__EXERCISE INSTRUCTIONS__
Find "Note to the class: we label each instance of the small" in the records that follow; print that line and each subsequent line through the last one, verbatim and with nothing added.

(Location identification items)
>> start
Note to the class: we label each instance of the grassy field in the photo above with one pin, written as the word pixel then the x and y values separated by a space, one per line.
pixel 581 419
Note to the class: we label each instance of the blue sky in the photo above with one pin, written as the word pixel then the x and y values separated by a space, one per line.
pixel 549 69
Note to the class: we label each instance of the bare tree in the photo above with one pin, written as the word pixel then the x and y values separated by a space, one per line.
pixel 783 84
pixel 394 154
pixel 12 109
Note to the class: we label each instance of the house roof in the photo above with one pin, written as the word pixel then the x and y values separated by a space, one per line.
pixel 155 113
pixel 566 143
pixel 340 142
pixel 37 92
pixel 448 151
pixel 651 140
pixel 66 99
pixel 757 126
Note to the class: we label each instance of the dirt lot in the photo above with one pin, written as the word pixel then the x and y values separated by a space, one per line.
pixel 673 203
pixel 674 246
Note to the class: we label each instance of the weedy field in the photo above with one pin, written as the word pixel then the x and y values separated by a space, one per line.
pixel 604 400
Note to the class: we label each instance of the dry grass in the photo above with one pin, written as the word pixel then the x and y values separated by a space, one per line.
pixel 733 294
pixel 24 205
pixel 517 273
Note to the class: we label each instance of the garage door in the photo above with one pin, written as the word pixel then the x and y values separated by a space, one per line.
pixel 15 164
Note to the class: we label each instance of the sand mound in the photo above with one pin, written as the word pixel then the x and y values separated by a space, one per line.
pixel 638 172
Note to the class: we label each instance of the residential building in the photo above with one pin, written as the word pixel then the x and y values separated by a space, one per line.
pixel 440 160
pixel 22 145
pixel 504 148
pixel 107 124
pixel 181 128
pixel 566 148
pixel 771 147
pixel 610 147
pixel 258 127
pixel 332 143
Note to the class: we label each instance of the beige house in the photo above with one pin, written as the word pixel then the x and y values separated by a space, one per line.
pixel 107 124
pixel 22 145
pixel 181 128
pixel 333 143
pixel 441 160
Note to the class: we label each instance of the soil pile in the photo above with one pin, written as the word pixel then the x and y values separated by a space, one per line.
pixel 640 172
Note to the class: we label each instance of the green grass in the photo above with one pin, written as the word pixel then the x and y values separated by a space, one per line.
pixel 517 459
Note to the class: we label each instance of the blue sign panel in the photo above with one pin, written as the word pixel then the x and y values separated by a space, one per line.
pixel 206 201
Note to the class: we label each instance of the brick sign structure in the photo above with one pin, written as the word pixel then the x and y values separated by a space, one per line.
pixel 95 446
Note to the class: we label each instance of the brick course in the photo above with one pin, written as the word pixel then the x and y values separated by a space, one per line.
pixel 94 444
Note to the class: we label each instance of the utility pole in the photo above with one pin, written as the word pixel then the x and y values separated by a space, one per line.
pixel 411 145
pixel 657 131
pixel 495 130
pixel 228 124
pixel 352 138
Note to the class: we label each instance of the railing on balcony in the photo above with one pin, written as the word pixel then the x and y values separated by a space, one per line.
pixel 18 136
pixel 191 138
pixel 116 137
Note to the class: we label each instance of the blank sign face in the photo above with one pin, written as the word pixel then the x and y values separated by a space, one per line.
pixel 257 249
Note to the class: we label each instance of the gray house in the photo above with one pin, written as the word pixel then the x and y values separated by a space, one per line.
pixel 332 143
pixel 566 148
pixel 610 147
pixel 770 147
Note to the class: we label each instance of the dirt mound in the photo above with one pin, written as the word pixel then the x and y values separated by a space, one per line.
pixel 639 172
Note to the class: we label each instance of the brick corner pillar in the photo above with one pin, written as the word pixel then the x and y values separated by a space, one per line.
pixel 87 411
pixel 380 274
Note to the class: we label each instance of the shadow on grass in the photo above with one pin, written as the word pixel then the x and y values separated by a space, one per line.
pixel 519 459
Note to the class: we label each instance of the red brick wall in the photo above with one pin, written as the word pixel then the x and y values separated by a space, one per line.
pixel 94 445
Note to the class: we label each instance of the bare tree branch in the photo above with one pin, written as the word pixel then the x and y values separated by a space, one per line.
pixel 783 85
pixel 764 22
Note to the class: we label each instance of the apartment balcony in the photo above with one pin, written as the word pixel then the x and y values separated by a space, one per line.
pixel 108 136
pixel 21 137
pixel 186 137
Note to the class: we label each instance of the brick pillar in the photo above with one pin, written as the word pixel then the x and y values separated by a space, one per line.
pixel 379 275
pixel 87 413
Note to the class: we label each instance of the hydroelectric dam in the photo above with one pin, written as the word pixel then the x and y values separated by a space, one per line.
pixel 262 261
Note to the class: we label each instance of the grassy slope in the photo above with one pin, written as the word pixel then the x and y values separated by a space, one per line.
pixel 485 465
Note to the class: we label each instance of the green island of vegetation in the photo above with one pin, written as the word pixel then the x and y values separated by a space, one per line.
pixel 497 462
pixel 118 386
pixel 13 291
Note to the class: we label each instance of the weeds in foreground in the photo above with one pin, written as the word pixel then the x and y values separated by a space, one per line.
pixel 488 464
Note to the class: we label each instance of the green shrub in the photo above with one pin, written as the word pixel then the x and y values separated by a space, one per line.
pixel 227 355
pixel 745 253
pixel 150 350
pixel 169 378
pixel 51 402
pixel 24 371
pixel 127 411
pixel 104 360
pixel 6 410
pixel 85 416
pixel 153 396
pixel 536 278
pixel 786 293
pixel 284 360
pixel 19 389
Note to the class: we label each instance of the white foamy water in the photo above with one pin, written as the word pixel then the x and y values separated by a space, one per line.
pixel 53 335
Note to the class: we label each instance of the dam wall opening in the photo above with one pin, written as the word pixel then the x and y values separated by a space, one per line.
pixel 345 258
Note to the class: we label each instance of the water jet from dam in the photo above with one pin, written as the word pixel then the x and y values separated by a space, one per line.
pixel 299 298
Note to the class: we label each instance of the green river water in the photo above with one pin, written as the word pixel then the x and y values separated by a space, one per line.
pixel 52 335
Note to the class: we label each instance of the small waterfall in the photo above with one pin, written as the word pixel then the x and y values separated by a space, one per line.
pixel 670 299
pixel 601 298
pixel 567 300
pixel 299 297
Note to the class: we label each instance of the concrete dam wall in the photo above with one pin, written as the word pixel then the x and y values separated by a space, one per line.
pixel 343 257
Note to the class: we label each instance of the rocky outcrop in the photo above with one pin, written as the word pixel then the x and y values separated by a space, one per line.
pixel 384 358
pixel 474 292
>> end
__ANSWER TO THE PROBLEM__
Note to the class: we label each instance of the small waterfall in the photo above with one pin, written as the word pixel then the x and y values separated by a space, one per line.
pixel 670 299
pixel 601 298
pixel 567 300
pixel 299 297
Note to the class: we label each instance of the concrete dam wall in the photo above with one pin, written as the word pixel then the x and y values separated by a space, one per line.
pixel 343 257
Note to the class: we label each instance of the rocky outcrop in the photo above with one pin, written as the word pixel then the x and y values separated by a space, one per line.
pixel 384 358
pixel 474 292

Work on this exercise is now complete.